:: GOAL ::
Convert every line of the entries below into a JSON list of strings, with one string per line and blank lines omitted.

[Position annotation entries]
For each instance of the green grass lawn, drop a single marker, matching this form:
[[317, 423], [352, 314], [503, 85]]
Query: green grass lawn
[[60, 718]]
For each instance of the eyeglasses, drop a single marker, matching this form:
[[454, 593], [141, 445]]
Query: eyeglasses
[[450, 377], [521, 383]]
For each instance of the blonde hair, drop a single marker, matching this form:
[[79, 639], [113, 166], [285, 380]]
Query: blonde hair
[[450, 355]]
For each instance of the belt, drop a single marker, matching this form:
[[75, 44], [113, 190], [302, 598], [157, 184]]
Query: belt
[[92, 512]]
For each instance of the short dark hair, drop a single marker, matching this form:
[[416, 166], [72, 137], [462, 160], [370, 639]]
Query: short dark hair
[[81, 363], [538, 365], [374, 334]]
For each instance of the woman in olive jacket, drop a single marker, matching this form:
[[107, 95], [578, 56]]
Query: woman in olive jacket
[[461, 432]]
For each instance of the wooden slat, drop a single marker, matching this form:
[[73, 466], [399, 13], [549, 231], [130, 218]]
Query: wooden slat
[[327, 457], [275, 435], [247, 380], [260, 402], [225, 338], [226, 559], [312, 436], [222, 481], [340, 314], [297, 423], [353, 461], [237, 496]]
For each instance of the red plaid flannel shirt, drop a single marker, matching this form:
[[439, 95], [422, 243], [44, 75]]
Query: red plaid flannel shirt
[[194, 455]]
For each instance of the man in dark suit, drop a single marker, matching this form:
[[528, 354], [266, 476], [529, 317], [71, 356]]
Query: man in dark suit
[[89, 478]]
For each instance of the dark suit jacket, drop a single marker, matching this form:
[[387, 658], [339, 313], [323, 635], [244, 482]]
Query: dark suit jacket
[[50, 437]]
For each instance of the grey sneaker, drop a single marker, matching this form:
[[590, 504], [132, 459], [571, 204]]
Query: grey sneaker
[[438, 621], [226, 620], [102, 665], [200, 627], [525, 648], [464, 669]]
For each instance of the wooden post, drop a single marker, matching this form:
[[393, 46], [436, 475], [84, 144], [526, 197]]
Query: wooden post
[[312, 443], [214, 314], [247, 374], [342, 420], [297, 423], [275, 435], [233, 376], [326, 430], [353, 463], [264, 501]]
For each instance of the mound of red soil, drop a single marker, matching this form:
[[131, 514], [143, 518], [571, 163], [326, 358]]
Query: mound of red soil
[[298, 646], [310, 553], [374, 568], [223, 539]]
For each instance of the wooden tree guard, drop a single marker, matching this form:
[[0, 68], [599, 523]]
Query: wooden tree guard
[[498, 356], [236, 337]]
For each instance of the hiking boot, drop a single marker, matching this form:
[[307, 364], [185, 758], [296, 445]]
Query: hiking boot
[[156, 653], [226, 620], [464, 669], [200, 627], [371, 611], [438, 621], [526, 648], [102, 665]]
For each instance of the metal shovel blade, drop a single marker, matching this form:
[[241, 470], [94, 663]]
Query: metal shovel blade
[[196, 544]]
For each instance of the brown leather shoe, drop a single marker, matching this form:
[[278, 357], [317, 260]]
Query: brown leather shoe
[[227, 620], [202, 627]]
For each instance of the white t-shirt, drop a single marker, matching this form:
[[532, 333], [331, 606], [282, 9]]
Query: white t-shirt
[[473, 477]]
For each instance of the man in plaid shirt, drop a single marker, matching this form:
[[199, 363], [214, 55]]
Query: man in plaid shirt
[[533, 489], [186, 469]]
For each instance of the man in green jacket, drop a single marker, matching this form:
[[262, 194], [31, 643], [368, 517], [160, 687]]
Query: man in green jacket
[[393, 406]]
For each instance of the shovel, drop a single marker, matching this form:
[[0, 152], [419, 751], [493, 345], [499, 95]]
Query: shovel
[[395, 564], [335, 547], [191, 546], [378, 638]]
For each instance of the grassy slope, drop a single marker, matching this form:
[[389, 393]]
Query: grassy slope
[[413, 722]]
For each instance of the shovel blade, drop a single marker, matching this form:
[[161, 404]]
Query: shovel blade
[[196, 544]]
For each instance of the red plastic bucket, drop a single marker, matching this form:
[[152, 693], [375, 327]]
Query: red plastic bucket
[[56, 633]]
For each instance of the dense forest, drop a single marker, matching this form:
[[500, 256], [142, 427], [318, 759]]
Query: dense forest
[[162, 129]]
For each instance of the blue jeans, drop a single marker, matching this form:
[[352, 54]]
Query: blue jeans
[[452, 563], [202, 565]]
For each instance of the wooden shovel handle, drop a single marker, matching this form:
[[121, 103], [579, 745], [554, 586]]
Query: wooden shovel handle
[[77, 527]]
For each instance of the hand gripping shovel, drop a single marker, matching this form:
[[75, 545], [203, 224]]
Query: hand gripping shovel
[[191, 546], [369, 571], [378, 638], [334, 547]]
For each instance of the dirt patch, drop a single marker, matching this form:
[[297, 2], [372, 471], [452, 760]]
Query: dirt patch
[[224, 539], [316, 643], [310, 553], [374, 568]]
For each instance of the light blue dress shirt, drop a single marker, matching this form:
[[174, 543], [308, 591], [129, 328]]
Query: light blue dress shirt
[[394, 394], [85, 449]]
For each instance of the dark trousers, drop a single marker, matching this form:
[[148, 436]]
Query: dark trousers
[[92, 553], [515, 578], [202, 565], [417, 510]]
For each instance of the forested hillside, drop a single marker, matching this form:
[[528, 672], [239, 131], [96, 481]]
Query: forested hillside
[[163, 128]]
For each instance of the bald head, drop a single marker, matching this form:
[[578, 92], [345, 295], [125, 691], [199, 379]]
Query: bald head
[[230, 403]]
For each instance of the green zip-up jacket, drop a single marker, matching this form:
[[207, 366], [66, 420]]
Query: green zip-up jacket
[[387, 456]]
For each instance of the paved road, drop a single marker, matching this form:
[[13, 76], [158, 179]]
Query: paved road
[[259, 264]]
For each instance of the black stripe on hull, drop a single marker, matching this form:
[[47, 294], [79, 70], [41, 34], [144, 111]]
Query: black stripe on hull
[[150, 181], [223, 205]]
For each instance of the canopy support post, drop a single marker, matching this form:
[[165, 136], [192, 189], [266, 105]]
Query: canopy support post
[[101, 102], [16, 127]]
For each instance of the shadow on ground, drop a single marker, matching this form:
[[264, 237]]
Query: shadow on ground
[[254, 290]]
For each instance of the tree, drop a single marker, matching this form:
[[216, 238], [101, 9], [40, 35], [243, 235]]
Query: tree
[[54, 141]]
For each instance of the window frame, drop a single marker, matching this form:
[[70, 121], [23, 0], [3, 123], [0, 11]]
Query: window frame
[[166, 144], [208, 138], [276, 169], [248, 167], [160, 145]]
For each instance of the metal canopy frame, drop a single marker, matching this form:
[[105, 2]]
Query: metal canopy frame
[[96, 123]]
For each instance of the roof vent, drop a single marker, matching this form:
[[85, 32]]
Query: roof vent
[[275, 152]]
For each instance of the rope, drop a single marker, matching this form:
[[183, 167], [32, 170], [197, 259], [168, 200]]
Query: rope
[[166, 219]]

:: EXERCISE RESULT ::
[
  "For each instance of the green grass lawn, drop a single marker, matching this form:",
  "[[317, 423], [352, 314], [503, 85]]",
  "Query: green grass lawn",
  "[[60, 718]]",
  "For each instance of the eyeglasses, drop a single marker, matching this form:",
  "[[454, 593], [141, 445]]",
  "Query: eyeglasses",
  "[[450, 377], [521, 383]]",
  "For each instance of the blonde hair, drop a single marker, matching this form:",
  "[[79, 639], [113, 166], [285, 380]]",
  "Query: blonde hair",
  "[[450, 355]]",
  "For each instance of the belt, drop a single marker, matching this form:",
  "[[75, 44], [113, 190], [302, 598], [157, 184]]",
  "Query: belt",
  "[[92, 512]]",
  "For each instance of the short dark hair, drop a single marker, matching this form:",
  "[[416, 166], [72, 137], [462, 160], [370, 639]]",
  "Query: short dark hair",
  "[[81, 363], [538, 365], [374, 334]]",
  "For each instance of the woman in olive jacket, drop a single marker, matching this form:",
  "[[107, 95], [578, 56]]",
  "Query: woman in olive jacket",
  "[[461, 432]]",
  "For each instance of the wooden slat, drop a single marker, matching this form:",
  "[[73, 466], [399, 13], [549, 231], [130, 218]]",
  "Query: wooden slat",
  "[[327, 457], [275, 435], [247, 380], [260, 402], [225, 338], [226, 559], [312, 436], [222, 481], [340, 314], [297, 423], [353, 461], [237, 496]]",
  "For each instance of the red plaid flannel shirt, drop a single marker, matching this form:",
  "[[439, 95], [422, 243], [44, 75]]",
  "Query: red plaid flannel shirt",
  "[[194, 455]]",
  "For each instance of the man in dark suit, drop a single marker, matching this form:",
  "[[528, 354], [266, 476], [529, 317], [71, 356]]",
  "Query: man in dark suit",
  "[[89, 478]]",
  "For each instance of the dark suit jacket, drop a single marker, matching this form:",
  "[[387, 658], [339, 313], [323, 635], [244, 482]]",
  "Query: dark suit jacket",
  "[[50, 437]]",
  "For each instance of the grey sneaker, drop a single marker, matching this form:",
  "[[590, 504], [132, 459], [571, 204]]",
  "Query: grey sneaker",
  "[[438, 621], [226, 620], [102, 665], [200, 627], [525, 648], [464, 669]]",
  "For each instance of the wooden post, drop a single marker, matching this form:",
  "[[393, 46], [436, 475], [84, 144], [526, 197]]",
  "Query: wooden post",
  "[[312, 443], [214, 314], [247, 374], [342, 420], [297, 423], [275, 435], [233, 376], [326, 430], [353, 463], [264, 501]]",
  "For each instance of the mound of red soil, drop a single marker, matching this form:",
  "[[131, 514], [143, 518], [571, 163], [326, 358]]",
  "Query: mound of red soil",
  "[[298, 646], [310, 553], [374, 568], [223, 539]]",
  "For each instance of the wooden tree guard, drop a single marker, matching this form:",
  "[[0, 68], [599, 523]]",
  "Query: wooden tree guard",
  "[[498, 356], [236, 337]]",
  "For each instance of the hiking boot, drop a single marker, matching this form:",
  "[[307, 364], [185, 758], [296, 445]]",
  "Query: hiking boot",
  "[[156, 653], [226, 620], [464, 669], [200, 627], [371, 611], [438, 621], [526, 648], [102, 665]]",
  "For each instance of the metal shovel blade, drop a single marker, matching this form:",
  "[[241, 470], [94, 663]]",
  "Query: metal shovel blade",
  "[[196, 544]]",
  "For each instance of the brown leather shoe, drop a single marker, matching this form:",
  "[[278, 357], [317, 260]]",
  "Query: brown leather shoe",
  "[[227, 620], [202, 627]]",
  "For each instance of the white t-shirt, drop a single marker, matching this form:",
  "[[532, 333], [331, 606], [282, 9]]",
  "Query: white t-shirt",
  "[[473, 477]]",
  "For each instance of the man in plaid shirt, drop a single marker, matching this form:",
  "[[199, 363], [214, 55]]",
  "Query: man in plaid shirt",
  "[[533, 489], [186, 469]]",
  "For each instance of the man in green jacket, drop a single marker, matching this form:",
  "[[262, 194], [31, 643], [368, 517], [160, 687]]",
  "Query: man in green jacket",
  "[[393, 406]]",
  "For each instance of the shovel, drop a single marker, matching this form:",
  "[[0, 152], [419, 751], [493, 345], [499, 95]]",
  "Query: shovel",
  "[[395, 564], [335, 547], [191, 546], [378, 638]]",
  "For each instance of the grassy slope, drop a single marker, matching this form:",
  "[[389, 393]]",
  "Query: grassy slope",
  "[[413, 722]]",
  "For each instance of the shovel blade, drop a single marker, matching this form:",
  "[[161, 404]]",
  "Query: shovel blade",
  "[[196, 544]]",
  "For each instance of the red plastic bucket, drop a single marker, matching this form:",
  "[[152, 693], [375, 327]]",
  "Query: red plastic bucket",
  "[[56, 633]]",
  "For each instance of the dense forest, drop a single marker, matching this form:",
  "[[500, 256], [142, 427], [318, 759]]",
  "Query: dense forest",
  "[[162, 129]]",
  "For each instance of the blue jeans, drop a single marker, matching this form:",
  "[[352, 54]]",
  "Query: blue jeans",
  "[[452, 563], [202, 565]]",
  "For each instance of the wooden shovel handle, drop a single marker, matching this form:",
  "[[121, 103], [579, 745], [554, 586]]",
  "Query: wooden shovel handle",
  "[[77, 527]]",
  "For each instance of the hand gripping shovel, drop a single marker, matching this form:",
  "[[75, 545], [203, 224]]",
  "Query: hand gripping shovel",
  "[[191, 546], [369, 571], [378, 638], [334, 547]]",
  "For each instance of the dirt patch, drop a single marker, matching this form:",
  "[[297, 2], [372, 471], [452, 760]]",
  "Query: dirt patch",
  "[[224, 539], [316, 643], [310, 553], [374, 568]]",
  "For each instance of the light blue dress shirt, drop a single marker, matching this form:",
  "[[174, 543], [308, 591], [129, 328]]",
  "Query: light blue dress shirt",
  "[[394, 394], [85, 449]]",
  "For each instance of the dark trousers, drop a single marker, matching this form:",
  "[[148, 436]]",
  "Query: dark trousers",
  "[[92, 553], [515, 578], [202, 565], [417, 510]]",
  "For each instance of the forested hillside, drop a single marker, matching this form:",
  "[[528, 672], [239, 131], [96, 481]]",
  "Query: forested hillside",
  "[[163, 128]]",
  "For each instance of the bald head, drop a single marker, matching this form:",
  "[[578, 92], [345, 295], [125, 691], [199, 379]]",
  "Query: bald head",
  "[[230, 403]]",
  "For each instance of the green zip-up jacket, drop a single marker, matching this form:",
  "[[207, 366], [66, 420]]",
  "Query: green zip-up jacket",
  "[[387, 456]]",
  "For each instance of the paved road, drop a single marker, matching this form:",
  "[[13, 76], [158, 179]]",
  "Query: paved road",
  "[[259, 264]]",
  "For each instance of the black stripe on hull, drop a single marker, matching this form:",
  "[[47, 294], [79, 70], [41, 34], [144, 111]]",
  "Query: black stripe on hull",
  "[[150, 181], [223, 205]]",
  "For each instance of the canopy support post, drop a single marker, matching this form:",
  "[[165, 136], [192, 189], [266, 105]]",
  "Query: canopy support post",
  "[[101, 102], [16, 127]]",
  "For each instance of the shadow on ground, drop a single marker, matching this form:",
  "[[264, 237]]",
  "Query: shadow on ground",
  "[[254, 290]]",
  "For each instance of the tree, drop a single marker, matching this form:",
  "[[216, 238], [101, 9], [40, 35], [243, 235]]",
  "Query: tree",
  "[[54, 141]]",
  "For each instance of the window frame, drop a single marker, matching this form:",
  "[[70, 121], [23, 0], [3, 123], [0, 11]]",
  "Query: window frame",
  "[[166, 144], [208, 138], [276, 169], [248, 167], [160, 145]]",
  "For each instance of the metal canopy frame, drop a single marker, matching this form:",
  "[[105, 2]]",
  "Query: metal canopy frame",
  "[[96, 123]]",
  "For each instance of the roof vent, drop a single marker, matching this form:",
  "[[85, 32]]",
  "Query: roof vent",
  "[[275, 152]]",
  "For each instance of the rope, drop a single marker, matching this form:",
  "[[183, 167], [32, 170], [197, 259], [168, 200]]",
  "Query: rope",
  "[[166, 219]]"
]